Problem requirements: Move everything from the line containing "tag the white" down to the end of the records into your reply, requests included, and add 115 to every x and y coordinate in the answers.

Data in this exercise:
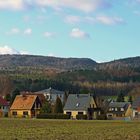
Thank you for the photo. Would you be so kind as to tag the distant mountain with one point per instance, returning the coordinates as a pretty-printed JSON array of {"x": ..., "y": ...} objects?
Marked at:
[
  {"x": 132, "y": 62},
  {"x": 11, "y": 61}
]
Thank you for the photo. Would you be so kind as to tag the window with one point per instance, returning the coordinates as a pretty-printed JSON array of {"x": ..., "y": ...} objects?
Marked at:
[
  {"x": 68, "y": 113},
  {"x": 14, "y": 113},
  {"x": 80, "y": 113},
  {"x": 77, "y": 104},
  {"x": 136, "y": 113},
  {"x": 25, "y": 113},
  {"x": 122, "y": 109}
]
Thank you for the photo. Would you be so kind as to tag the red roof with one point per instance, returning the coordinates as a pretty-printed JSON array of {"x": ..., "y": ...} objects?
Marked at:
[{"x": 3, "y": 102}]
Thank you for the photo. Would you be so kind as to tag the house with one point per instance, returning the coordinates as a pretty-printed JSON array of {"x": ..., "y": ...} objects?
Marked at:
[
  {"x": 25, "y": 106},
  {"x": 4, "y": 107},
  {"x": 41, "y": 96},
  {"x": 119, "y": 110},
  {"x": 136, "y": 108},
  {"x": 51, "y": 94},
  {"x": 81, "y": 104}
]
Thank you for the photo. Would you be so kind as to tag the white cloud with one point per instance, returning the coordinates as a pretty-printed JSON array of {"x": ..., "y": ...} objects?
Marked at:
[
  {"x": 72, "y": 19},
  {"x": 13, "y": 31},
  {"x": 51, "y": 55},
  {"x": 83, "y": 5},
  {"x": 28, "y": 31},
  {"x": 8, "y": 50},
  {"x": 137, "y": 13},
  {"x": 109, "y": 20},
  {"x": 49, "y": 34},
  {"x": 11, "y": 4},
  {"x": 77, "y": 33}
]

Right answer:
Thank you for the photo. Would you be so kind as to tag the white cloud with one point per instance, returning the coordinates as a pretty-printed JSON array of {"x": ..., "y": ...} objects?
Marked at:
[
  {"x": 187, "y": 134},
  {"x": 128, "y": 146},
  {"x": 166, "y": 170},
  {"x": 198, "y": 120},
  {"x": 143, "y": 146},
  {"x": 123, "y": 165},
  {"x": 252, "y": 128},
  {"x": 224, "y": 135},
  {"x": 164, "y": 149},
  {"x": 126, "y": 119},
  {"x": 192, "y": 148}
]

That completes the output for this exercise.